++++ DOCUMENT SECTION

Yep, that is an academic paper, not shouty lefties using terms like "class politics" and "economic murder".

calzino, Thursday, 16 November 2017 09:11 (eight years ago)

gosh i bet the media will be all over this clear evidence of mass murder

the intentional phallusy (Noodle Vague), Thursday, 16 November 2017 09:19 (eight years ago)

Yes, those people who booed Aditya Chakrabortty on Question Time last week will be feeling very foolish when they read this story.

Terry Micawber (Tom D.), Thursday, 16 November 2017 09:24 (eight years ago)

well there's no call for rudeness to MPs, it's only politics after all

the intentional phallusy (Noodle Vague), Thursday, 16 November 2017 09:25 (eight years ago)

just 100 people a day being fed into the woodchipper nbd

country’s full anyway iirc, just making some space

wow. that was truly the minecraft of sex. (bizarro gazzara), Thursday, 16 November 2017 09:28 (eight years ago)

++++++++

SHORT EXERCISE A: Repeat the forum thread word for word, everything from "country’s full anyway" down to "09:28 (eight years ago)".
SHORT EXERCISE B: Write the next stretch of the forum thread, picking up after its last post.
The data that comes after this forum thread plays no role here.

++++ INFORMATION SUPPLIED

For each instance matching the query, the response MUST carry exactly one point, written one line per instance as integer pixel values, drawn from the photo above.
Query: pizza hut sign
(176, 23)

++++++++

TASK OUTPUT A:
country’s full anyway iirc, just making some space

wow. that was truly the minecraft of sex. (bizarro gazzara), Thursday, 16 November 2017 09:28 (eight years ago)

TASK OUTPUT B:
pretty sure all of the people who died were a net drain on Our Economy so y

the intentional phallusy (Noodle Vague), Thursday, 16 November 2017 09:30 (eight years ago)

Made the mistake of reading the comments on the independent article, warning others not to do the same.

mfktz (Camaraderie at Arms Length), Thursday, 16 November 2017 09:33 (eight years ago)

Stella Creasy will be furious at the hyperbolic language in this paper, as she was with Chakrabortty as soon he mentioned "deaths" on QT.

calzino, Thursday, 16 November 2017 09:40 (eight years ago)

Creasy's the kind of grassroots working class activist who knows this talk doesn't play well with hard-working families

the intentional phallusy (Noodle Vague), Thursday, 16 November 2017 09:47 (eight years ago)

Any of the PLP who abstained on important welfare reform votes during the ConDem era, and still haven't changed their thinking on austerity - really ought to think about joining another party at this point.

calzino, Thursday, 16 November 2017 09:56 (eight years ago)

Yes, those people who booed Aditya Chakrabortty on Question Time last week will be feeling very foolish when they read this story.

do you mean Tory councillor, Chris Stevens and his co-workers?

https://twitter.com/christevens

Susan Stranglehands (jed_), Thursday, 16 November 2017 10:24 (eight years ago)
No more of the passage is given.